EXERCISE DIRECTIONS
Rewrite the records below from the line containing "the drawn blue" through the last line, requests included. Multiply every coordinate in the answers by 0.95 and round to whole numbers, rounding halves up.

[Data listing]
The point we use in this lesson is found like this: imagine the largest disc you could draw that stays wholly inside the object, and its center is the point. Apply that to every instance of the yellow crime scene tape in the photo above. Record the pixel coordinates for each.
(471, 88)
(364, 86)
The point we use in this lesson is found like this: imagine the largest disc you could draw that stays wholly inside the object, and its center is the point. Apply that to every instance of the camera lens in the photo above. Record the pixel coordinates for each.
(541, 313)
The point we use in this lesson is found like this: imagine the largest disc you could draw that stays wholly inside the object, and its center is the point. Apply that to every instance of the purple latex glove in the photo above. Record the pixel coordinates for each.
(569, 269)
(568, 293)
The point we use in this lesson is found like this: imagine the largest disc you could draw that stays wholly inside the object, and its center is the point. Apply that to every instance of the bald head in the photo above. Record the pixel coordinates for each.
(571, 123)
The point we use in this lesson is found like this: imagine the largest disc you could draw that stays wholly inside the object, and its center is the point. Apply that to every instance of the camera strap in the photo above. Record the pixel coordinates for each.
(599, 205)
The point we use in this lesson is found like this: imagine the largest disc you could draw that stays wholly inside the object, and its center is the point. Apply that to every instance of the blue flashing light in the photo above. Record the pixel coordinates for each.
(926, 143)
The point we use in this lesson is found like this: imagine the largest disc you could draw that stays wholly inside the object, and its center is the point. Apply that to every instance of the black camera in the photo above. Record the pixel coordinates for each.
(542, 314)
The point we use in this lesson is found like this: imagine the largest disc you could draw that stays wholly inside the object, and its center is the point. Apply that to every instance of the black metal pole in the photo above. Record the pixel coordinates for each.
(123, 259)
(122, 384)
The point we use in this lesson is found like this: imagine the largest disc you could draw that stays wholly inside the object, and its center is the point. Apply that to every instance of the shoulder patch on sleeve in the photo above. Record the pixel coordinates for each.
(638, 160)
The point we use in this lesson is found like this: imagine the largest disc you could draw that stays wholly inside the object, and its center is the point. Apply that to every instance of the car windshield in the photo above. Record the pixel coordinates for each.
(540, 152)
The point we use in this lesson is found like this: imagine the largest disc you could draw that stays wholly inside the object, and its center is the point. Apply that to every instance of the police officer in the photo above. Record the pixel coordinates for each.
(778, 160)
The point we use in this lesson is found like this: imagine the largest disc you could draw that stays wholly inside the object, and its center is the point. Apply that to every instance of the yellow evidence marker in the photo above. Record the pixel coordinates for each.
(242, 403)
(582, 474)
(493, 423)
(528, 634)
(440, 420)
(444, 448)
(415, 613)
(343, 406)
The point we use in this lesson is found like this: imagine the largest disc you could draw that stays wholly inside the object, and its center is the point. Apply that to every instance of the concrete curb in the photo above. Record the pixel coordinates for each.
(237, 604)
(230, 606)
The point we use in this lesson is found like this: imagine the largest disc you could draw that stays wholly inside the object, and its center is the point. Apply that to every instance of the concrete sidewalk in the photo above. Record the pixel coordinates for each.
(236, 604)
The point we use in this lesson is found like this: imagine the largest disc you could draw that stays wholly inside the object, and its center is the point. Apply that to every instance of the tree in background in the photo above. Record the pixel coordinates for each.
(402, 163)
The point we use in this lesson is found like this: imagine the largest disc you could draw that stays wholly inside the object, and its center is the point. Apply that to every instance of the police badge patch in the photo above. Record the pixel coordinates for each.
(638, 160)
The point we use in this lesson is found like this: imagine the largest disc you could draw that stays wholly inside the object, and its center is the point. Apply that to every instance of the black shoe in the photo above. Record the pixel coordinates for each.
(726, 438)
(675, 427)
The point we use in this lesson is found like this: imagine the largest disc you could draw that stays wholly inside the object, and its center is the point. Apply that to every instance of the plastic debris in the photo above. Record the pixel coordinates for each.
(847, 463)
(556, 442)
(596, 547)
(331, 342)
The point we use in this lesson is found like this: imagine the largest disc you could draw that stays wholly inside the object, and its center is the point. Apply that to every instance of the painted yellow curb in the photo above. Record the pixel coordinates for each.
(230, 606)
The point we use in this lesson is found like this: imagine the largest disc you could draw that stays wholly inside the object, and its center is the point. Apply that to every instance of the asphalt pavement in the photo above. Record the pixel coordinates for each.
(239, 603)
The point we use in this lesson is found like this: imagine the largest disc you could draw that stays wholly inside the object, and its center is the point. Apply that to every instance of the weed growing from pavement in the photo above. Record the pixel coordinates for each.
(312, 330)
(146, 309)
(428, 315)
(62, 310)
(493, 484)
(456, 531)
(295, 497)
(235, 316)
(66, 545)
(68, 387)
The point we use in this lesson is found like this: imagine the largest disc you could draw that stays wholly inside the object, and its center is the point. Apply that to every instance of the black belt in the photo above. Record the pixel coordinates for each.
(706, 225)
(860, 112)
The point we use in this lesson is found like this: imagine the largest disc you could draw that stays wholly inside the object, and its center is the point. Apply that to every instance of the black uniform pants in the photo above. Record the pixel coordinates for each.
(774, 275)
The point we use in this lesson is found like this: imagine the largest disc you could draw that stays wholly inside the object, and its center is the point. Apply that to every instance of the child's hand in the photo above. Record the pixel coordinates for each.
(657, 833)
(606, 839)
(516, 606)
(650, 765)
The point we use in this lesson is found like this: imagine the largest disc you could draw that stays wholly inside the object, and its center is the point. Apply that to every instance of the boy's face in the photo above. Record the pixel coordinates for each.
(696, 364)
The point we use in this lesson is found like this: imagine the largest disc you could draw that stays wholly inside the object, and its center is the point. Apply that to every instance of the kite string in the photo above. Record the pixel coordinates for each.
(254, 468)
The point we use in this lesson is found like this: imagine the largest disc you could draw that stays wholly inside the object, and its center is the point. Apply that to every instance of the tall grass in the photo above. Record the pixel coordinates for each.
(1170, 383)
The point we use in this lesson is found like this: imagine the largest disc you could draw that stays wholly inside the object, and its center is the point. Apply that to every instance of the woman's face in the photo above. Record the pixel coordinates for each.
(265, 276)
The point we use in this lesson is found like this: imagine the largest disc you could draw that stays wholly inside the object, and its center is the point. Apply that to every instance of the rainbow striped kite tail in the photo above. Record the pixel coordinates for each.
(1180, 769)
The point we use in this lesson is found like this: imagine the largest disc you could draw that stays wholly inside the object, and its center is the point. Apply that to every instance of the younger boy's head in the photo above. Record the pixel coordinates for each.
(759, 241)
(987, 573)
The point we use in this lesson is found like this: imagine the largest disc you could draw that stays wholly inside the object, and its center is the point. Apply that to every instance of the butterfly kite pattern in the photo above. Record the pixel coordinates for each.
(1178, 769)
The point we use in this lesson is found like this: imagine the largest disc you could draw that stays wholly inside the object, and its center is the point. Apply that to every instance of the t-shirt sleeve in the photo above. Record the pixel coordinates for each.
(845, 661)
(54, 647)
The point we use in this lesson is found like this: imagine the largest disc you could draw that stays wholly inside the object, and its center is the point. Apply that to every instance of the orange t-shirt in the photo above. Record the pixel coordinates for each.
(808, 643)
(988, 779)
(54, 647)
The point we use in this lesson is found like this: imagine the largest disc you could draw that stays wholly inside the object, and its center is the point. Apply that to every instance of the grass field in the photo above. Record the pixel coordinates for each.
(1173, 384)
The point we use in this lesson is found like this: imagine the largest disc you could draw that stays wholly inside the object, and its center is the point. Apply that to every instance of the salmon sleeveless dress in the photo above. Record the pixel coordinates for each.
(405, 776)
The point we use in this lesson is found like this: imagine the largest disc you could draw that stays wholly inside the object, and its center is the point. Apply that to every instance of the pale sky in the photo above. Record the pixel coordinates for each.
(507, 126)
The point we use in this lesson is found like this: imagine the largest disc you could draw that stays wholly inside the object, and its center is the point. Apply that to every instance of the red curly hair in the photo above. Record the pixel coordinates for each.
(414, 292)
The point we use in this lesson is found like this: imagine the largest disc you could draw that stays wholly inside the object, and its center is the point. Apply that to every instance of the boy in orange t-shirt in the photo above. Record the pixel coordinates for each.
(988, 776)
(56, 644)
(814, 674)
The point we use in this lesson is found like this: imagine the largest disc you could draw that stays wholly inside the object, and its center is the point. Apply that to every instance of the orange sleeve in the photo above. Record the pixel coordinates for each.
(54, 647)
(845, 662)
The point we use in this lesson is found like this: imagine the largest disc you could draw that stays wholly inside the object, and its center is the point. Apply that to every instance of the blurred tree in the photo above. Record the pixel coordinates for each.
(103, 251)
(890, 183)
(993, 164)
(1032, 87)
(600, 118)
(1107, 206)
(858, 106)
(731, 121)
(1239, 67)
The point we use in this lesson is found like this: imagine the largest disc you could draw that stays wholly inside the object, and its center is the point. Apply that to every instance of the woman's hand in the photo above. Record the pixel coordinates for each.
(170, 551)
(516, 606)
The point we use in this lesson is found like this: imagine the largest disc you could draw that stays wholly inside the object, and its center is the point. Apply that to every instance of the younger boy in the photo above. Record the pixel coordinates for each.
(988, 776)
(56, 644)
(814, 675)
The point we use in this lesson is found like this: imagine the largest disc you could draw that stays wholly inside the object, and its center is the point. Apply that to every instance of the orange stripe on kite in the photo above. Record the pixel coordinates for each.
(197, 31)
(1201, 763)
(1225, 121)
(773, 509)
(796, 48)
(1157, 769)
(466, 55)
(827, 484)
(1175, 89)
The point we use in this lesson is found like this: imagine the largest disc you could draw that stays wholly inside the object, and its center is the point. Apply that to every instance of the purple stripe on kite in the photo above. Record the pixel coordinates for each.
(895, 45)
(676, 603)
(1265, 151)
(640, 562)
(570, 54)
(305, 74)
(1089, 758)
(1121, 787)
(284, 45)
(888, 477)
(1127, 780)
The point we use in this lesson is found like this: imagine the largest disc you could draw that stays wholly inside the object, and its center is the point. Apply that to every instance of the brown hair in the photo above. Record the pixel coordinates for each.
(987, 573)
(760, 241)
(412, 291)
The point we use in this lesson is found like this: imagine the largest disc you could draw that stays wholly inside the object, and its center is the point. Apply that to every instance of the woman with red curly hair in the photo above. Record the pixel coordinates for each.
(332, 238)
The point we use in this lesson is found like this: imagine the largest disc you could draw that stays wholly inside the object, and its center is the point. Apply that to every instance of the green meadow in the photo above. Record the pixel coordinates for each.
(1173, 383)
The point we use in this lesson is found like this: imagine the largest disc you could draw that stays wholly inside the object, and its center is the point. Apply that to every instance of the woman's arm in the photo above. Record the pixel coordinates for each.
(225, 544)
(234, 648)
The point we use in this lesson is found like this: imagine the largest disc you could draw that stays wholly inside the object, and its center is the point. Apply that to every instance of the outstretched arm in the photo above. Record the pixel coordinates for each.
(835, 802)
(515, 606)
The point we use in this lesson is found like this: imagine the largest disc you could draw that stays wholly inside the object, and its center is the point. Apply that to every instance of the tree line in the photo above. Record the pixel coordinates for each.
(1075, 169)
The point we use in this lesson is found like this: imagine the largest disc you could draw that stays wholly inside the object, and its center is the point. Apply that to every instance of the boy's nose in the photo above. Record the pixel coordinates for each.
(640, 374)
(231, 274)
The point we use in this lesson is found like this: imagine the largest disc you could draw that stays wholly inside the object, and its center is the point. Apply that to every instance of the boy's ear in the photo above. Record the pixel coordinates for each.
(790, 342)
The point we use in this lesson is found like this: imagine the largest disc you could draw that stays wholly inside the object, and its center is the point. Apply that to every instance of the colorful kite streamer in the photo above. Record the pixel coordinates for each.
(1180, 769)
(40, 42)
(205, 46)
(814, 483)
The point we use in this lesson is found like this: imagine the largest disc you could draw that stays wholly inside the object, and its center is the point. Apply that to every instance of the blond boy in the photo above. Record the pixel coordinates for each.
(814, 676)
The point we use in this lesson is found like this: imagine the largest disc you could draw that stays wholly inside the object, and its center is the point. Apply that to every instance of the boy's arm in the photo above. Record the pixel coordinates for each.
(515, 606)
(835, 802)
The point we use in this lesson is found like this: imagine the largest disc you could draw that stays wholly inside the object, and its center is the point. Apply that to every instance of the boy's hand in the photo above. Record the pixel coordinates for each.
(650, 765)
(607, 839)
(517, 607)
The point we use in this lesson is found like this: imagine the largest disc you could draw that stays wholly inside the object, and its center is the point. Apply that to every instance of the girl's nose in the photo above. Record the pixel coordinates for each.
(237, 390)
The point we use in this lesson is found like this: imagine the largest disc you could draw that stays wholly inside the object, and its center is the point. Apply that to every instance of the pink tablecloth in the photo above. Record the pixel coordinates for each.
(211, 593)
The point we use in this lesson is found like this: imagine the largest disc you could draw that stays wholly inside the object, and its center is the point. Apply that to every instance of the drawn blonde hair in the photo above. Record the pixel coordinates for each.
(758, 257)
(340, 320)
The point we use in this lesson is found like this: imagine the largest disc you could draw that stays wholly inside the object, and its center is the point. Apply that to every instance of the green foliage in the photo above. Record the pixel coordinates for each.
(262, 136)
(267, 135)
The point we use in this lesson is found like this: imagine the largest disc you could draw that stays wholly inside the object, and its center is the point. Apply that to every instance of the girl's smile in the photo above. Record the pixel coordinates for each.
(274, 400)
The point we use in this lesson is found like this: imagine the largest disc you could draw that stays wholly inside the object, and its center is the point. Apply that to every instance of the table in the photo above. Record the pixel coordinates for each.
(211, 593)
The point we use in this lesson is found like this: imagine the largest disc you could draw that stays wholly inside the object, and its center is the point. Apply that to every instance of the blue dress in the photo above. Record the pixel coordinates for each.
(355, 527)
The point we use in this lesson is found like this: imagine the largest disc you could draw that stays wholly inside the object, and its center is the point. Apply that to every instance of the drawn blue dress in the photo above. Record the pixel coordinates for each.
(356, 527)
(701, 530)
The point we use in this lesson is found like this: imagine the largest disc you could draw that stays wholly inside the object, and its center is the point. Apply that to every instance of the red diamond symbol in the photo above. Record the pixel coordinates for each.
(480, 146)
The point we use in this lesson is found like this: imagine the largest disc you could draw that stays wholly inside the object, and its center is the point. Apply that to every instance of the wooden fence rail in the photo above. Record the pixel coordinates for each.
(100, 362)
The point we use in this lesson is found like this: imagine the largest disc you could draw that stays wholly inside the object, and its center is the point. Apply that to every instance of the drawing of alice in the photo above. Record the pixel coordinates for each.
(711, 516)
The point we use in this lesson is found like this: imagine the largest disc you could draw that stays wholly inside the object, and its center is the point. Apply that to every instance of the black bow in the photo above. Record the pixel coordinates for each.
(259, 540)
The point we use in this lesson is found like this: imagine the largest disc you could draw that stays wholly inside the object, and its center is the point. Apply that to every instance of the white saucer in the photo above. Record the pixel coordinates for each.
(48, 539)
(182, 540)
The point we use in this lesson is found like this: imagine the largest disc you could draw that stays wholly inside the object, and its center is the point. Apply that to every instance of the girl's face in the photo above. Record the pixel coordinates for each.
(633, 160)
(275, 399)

COMPLETE OUTPUT
The point we use in this lesson is found like this: imagine the largest disc you could draw that stays wholly inside the object, and its center is the point. Apply that to every instance of the drawn blue dress in the photo above. Record the pixel coordinates for each.
(338, 501)
(666, 504)
The point we use in this lesson is found like this: imagine the largest disc you could draw that stays wholly inside the object, and its center is the point. Apply that to every instance of the red diamond symbol in the photo above. Record the pixel coordinates for each.
(456, 139)
The point we use in this lesson is found like this: imagine the largest disc you could draw that stays wholly inside the object, and its center is the point. Apply that to every instance of the wooden fence rail in the photo above. Record the pixel coordinates for each.
(95, 344)
The point we use in this lesson is found like this: imagine the largest disc you could draw that stays wholly inside the object, and its center is the point. Apply that to every instance of the drawing of alice in the photo above. Record the pixel coordinates for each.
(675, 490)
The point we use in this lesson is found like this: imagine the largest disc you could draw that stays wholly inside the object, and its center is the point. Apply that to every instance of the black bow in the photo above. Record the pixel coordinates for each.
(246, 513)
The point we use in this lesson is found like this: imagine the largest disc you could draw that stays wholly inside the object, and its center is the point. Apply that to every instance of the white saucer in the photo above. Record the pixel coordinates for each.
(46, 512)
(173, 513)
The point we use in this lesson is found like this: imagine the largest disc you could draw that stays wholly inside the object, and its center is the point. Apply that to every instance of the girl's face in the photo above. Record the pixel coordinates for each.
(601, 152)
(261, 379)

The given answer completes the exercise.